** Begin Material shown **

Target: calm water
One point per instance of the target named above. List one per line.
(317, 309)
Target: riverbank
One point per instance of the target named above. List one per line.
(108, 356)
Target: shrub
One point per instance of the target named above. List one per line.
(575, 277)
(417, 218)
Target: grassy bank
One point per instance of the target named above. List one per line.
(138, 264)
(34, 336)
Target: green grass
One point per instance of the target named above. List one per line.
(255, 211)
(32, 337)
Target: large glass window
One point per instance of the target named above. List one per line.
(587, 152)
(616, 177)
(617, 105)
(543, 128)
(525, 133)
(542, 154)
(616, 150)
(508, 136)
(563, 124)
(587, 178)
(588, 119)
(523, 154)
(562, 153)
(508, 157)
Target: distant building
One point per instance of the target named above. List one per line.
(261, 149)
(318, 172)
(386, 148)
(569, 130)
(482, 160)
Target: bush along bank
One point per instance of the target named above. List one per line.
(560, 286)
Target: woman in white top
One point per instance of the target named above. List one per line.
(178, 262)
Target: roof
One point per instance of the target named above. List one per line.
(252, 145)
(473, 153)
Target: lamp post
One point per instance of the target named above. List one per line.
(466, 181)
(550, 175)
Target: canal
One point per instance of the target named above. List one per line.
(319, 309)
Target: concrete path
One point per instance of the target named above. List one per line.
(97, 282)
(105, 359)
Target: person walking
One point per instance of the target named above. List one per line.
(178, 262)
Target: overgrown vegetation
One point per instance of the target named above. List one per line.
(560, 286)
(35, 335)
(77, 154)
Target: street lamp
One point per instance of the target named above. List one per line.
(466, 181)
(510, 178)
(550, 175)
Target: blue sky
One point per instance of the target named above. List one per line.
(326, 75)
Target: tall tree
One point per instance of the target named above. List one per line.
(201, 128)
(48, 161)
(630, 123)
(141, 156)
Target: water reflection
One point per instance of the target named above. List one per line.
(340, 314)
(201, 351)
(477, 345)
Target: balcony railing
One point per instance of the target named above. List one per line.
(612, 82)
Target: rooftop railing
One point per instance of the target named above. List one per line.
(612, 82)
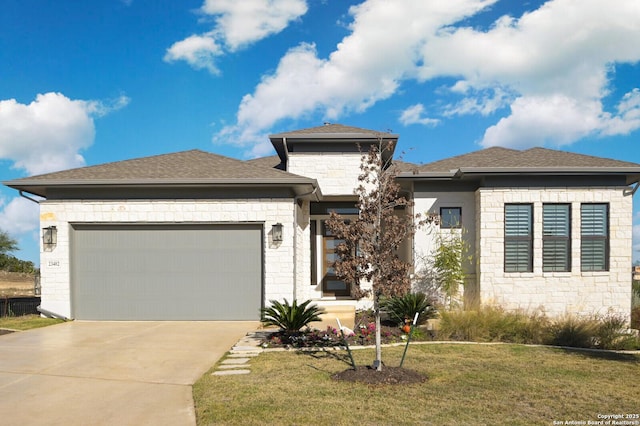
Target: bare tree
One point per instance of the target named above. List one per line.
(368, 258)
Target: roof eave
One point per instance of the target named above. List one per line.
(301, 186)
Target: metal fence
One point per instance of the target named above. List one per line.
(18, 306)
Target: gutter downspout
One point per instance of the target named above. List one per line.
(40, 309)
(286, 154)
(633, 190)
(296, 199)
(50, 314)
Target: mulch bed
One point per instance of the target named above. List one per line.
(388, 376)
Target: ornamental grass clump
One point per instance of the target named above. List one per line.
(494, 324)
(290, 318)
(403, 308)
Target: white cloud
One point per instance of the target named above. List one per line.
(44, 136)
(367, 66)
(415, 115)
(240, 23)
(237, 24)
(537, 120)
(49, 133)
(199, 51)
(19, 216)
(551, 65)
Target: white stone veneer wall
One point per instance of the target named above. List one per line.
(278, 260)
(425, 240)
(582, 293)
(337, 173)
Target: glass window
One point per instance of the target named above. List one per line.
(450, 217)
(518, 238)
(556, 237)
(594, 250)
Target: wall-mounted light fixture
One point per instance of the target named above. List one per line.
(276, 232)
(49, 237)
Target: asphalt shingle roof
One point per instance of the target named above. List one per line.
(193, 165)
(329, 128)
(497, 157)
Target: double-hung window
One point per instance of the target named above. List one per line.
(450, 217)
(556, 237)
(518, 238)
(594, 250)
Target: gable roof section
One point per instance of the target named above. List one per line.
(333, 131)
(187, 168)
(534, 161)
(329, 134)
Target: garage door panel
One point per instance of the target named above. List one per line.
(154, 272)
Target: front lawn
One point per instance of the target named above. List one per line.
(27, 322)
(467, 384)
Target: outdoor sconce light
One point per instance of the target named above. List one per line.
(276, 232)
(49, 237)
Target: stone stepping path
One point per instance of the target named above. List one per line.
(237, 359)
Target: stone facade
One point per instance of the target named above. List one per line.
(337, 173)
(280, 260)
(556, 293)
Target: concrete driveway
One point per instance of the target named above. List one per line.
(109, 373)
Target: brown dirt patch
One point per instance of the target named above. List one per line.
(388, 376)
(16, 284)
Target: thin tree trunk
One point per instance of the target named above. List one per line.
(377, 364)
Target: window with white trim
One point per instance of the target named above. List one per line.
(556, 238)
(518, 238)
(594, 233)
(450, 217)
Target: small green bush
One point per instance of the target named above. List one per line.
(290, 318)
(494, 324)
(401, 308)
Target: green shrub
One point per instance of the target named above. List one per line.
(401, 308)
(290, 318)
(612, 333)
(494, 324)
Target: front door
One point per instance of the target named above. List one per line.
(331, 285)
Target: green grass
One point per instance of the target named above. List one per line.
(467, 384)
(27, 322)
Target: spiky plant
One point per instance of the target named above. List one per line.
(401, 308)
(290, 318)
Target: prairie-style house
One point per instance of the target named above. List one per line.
(197, 236)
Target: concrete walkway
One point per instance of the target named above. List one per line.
(109, 373)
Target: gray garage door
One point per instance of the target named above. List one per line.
(160, 272)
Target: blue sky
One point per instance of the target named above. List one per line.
(84, 83)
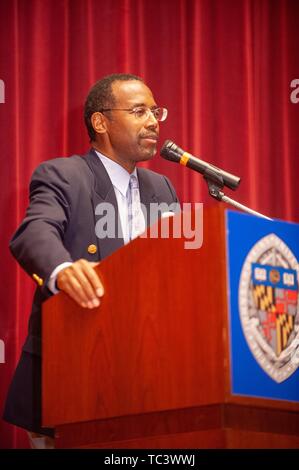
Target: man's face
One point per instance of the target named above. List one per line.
(131, 139)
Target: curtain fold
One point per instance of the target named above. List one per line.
(223, 68)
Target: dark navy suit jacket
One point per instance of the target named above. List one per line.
(59, 226)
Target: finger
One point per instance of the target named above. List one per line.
(80, 272)
(75, 290)
(93, 278)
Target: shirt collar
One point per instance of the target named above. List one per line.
(118, 175)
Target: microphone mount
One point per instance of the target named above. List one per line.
(215, 178)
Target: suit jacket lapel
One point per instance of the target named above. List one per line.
(103, 192)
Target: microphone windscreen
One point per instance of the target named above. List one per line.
(170, 151)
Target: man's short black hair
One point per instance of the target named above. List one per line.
(100, 97)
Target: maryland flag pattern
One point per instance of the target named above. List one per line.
(275, 295)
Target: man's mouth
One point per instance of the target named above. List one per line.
(152, 137)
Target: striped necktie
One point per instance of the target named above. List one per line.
(135, 216)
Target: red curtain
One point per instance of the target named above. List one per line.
(223, 68)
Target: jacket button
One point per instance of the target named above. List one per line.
(92, 249)
(38, 279)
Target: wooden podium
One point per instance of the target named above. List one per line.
(150, 367)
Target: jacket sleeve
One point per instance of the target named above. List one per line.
(38, 242)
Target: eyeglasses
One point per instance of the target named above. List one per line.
(142, 113)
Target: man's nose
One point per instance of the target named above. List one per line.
(151, 121)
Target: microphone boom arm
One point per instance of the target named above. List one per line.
(215, 192)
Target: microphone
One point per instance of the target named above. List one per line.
(171, 151)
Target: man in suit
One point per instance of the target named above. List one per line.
(57, 243)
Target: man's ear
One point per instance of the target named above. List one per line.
(98, 122)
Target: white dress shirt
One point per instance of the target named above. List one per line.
(120, 180)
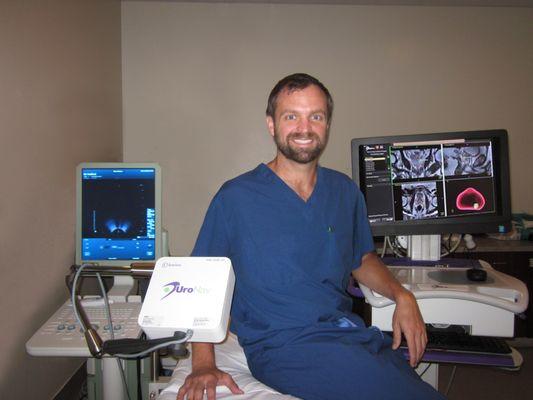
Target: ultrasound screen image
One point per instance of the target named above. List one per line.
(419, 200)
(118, 214)
(413, 163)
(116, 208)
(461, 160)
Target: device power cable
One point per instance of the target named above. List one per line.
(384, 249)
(112, 331)
(450, 381)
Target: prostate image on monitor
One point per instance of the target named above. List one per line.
(427, 180)
(118, 214)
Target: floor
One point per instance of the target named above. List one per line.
(469, 383)
(482, 383)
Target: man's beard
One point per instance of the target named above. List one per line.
(300, 155)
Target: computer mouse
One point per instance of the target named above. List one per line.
(476, 274)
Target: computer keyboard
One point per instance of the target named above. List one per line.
(462, 342)
(61, 335)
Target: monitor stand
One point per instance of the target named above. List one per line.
(424, 247)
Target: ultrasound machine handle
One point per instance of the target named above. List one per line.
(513, 296)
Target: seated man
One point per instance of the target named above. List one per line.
(294, 232)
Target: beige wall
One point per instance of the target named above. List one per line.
(60, 104)
(196, 78)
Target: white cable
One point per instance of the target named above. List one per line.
(454, 247)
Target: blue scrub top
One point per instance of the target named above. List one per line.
(292, 259)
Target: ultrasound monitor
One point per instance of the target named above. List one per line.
(437, 183)
(118, 213)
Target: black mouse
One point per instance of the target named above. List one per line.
(476, 274)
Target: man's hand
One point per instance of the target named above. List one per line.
(408, 320)
(206, 379)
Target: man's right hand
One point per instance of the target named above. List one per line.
(206, 380)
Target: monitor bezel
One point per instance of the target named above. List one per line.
(158, 210)
(474, 224)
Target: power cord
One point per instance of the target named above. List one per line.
(112, 332)
(179, 337)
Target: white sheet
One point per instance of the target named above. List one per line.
(229, 358)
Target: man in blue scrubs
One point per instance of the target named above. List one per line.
(295, 232)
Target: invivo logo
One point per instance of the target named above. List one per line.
(175, 287)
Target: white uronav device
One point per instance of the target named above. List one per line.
(189, 293)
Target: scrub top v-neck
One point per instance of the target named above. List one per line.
(292, 258)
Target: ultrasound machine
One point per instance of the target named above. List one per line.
(419, 188)
(119, 235)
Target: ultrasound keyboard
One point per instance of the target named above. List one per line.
(465, 343)
(61, 335)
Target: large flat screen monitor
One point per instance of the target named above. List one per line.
(436, 183)
(118, 211)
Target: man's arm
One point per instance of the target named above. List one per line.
(407, 318)
(205, 376)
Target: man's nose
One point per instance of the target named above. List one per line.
(303, 125)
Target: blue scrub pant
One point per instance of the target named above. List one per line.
(333, 363)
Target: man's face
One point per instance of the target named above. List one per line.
(300, 127)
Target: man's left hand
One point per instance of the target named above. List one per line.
(408, 320)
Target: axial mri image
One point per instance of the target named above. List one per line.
(416, 163)
(419, 200)
(468, 160)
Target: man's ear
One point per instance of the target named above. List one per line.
(270, 125)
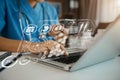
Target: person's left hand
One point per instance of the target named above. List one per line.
(59, 33)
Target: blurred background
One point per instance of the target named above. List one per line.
(102, 12)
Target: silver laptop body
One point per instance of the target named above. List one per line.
(106, 48)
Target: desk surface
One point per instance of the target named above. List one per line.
(109, 70)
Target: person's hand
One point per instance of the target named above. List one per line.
(59, 33)
(48, 48)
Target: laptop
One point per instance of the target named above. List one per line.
(106, 48)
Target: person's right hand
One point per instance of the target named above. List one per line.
(49, 48)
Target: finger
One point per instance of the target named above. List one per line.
(64, 50)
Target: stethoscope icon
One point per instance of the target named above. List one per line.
(42, 32)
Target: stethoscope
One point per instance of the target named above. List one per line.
(43, 31)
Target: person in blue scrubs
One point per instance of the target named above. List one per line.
(22, 23)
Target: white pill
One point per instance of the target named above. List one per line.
(62, 53)
(65, 37)
(57, 46)
(60, 35)
(60, 40)
(50, 55)
(56, 29)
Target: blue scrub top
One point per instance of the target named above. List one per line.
(10, 25)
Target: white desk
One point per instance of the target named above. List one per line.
(109, 70)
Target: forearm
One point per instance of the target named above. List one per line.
(8, 44)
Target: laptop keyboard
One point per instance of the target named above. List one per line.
(74, 55)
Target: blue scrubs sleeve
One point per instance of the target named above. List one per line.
(2, 15)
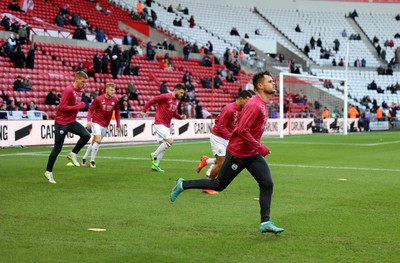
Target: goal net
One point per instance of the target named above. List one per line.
(312, 104)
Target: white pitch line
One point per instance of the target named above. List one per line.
(270, 164)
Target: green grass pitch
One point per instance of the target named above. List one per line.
(338, 198)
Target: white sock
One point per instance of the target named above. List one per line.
(208, 173)
(95, 149)
(88, 151)
(160, 156)
(163, 146)
(210, 161)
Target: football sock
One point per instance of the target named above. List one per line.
(160, 156)
(95, 149)
(163, 146)
(88, 151)
(210, 161)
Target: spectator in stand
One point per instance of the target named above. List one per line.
(104, 63)
(379, 114)
(114, 66)
(60, 20)
(13, 6)
(353, 112)
(191, 22)
(32, 106)
(234, 32)
(100, 36)
(230, 77)
(363, 63)
(186, 51)
(217, 82)
(79, 33)
(124, 106)
(168, 62)
(354, 14)
(139, 8)
(10, 105)
(27, 82)
(5, 23)
(357, 63)
(30, 59)
(187, 77)
(150, 52)
(12, 44)
(86, 99)
(97, 63)
(52, 98)
(325, 113)
(344, 33)
(206, 62)
(19, 85)
(19, 58)
(23, 34)
(21, 106)
(164, 88)
(132, 91)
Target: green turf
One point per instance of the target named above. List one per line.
(325, 219)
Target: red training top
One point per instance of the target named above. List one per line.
(245, 140)
(226, 121)
(69, 106)
(101, 109)
(166, 108)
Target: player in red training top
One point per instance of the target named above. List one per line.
(98, 119)
(245, 151)
(166, 109)
(65, 121)
(220, 135)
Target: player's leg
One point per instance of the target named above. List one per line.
(83, 133)
(87, 153)
(98, 133)
(60, 131)
(259, 169)
(164, 137)
(229, 170)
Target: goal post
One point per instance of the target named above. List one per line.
(322, 93)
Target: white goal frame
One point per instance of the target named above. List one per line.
(281, 93)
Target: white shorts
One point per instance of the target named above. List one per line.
(98, 130)
(163, 133)
(218, 145)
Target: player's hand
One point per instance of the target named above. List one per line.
(266, 151)
(82, 105)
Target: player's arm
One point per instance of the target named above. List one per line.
(63, 106)
(118, 117)
(246, 121)
(155, 100)
(90, 114)
(224, 118)
(179, 117)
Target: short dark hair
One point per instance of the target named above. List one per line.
(179, 87)
(257, 78)
(245, 94)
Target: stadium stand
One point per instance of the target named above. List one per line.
(54, 63)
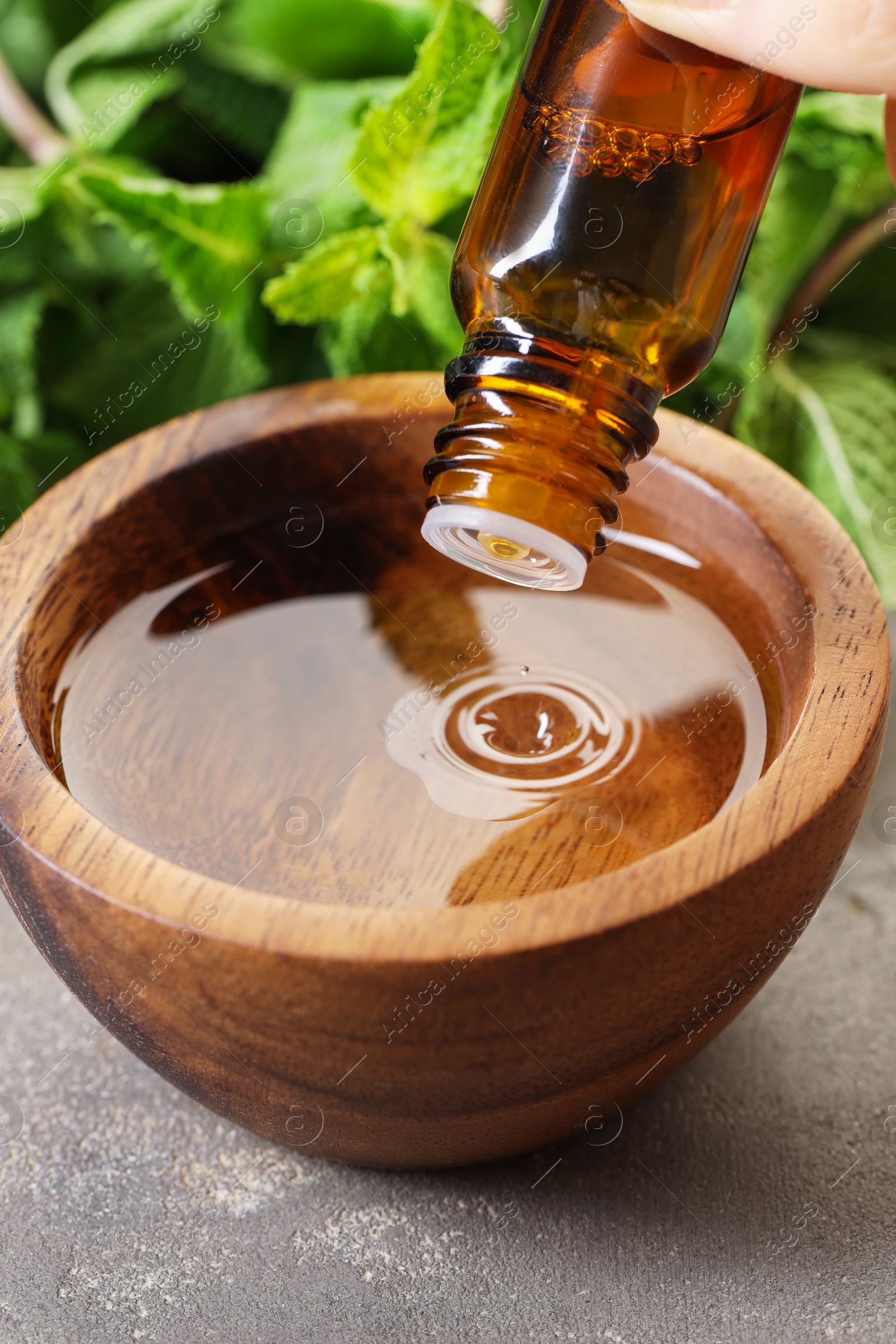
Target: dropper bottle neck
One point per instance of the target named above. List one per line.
(526, 476)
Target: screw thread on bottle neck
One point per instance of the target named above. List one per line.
(539, 445)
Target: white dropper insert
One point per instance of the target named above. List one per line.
(504, 546)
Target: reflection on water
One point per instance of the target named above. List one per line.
(438, 740)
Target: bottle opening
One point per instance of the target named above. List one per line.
(506, 548)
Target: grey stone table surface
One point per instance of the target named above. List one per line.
(752, 1198)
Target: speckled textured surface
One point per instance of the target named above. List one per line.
(127, 1211)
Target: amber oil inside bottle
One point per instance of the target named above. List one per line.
(594, 276)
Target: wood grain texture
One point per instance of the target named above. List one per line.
(260, 1006)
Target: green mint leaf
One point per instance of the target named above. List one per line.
(166, 27)
(422, 267)
(312, 156)
(422, 155)
(282, 38)
(848, 454)
(19, 323)
(113, 100)
(332, 276)
(206, 241)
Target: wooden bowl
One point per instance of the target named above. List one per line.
(557, 1010)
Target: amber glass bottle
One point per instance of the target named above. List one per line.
(594, 276)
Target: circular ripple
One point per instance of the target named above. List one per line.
(508, 743)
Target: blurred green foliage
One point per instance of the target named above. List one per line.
(246, 200)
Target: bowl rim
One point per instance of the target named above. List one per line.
(65, 838)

** End Material shown **

Given request: Copy only the lines running from the one that holds "Target: stadium stand" through the last line of the data, and include both of those lines. Do not copy any pictures.

Expected answer:
Target: stadium stand
One point per instance of the target named above. List one per line.
(54, 63)
Target: dropper bottle neck
One point per instance of the target named above. List one per line.
(526, 476)
Target: screw thread on bottle neck
One point per instance of the target named above. List one per line.
(539, 445)
Target: white dropper insert
One point per instance of the target named above. List one per line.
(504, 546)
Target: reflection on water
One point per instance of the target named above. List one per line.
(438, 740)
Target: bottle opening
One point per instance of the target named above. List one per line.
(506, 548)
Target: grey stone table surface
One point per instance of the target named above. List one per line.
(752, 1198)
Target: speckled textured surface
One point per instance of the target named above. List one per line.
(127, 1211)
Target: amber oil inside bottle
One point per instance of the target named above. List one per line.
(594, 276)
Target: wood grain texture
One point per instance of the target named above. List one per line.
(260, 1006)
Target: green mint leaf
One point per instance of the target named above. List one per line.
(166, 27)
(422, 267)
(312, 156)
(422, 155)
(282, 38)
(848, 454)
(19, 323)
(113, 100)
(332, 276)
(206, 241)
Target: wooden bowl
One point per instance of the target named above. List one per line.
(557, 1010)
Target: amber glass bottle
One point per instance of the target named above. List one per line.
(594, 276)
Target: circular ripple
One point per instance of the target named above. List one per line.
(508, 743)
Target: blurred green foliage
One point per instance of the target named above. List one per line.
(246, 200)
Target: bowl rim
One point per instance of the target named above. List one per line.
(65, 838)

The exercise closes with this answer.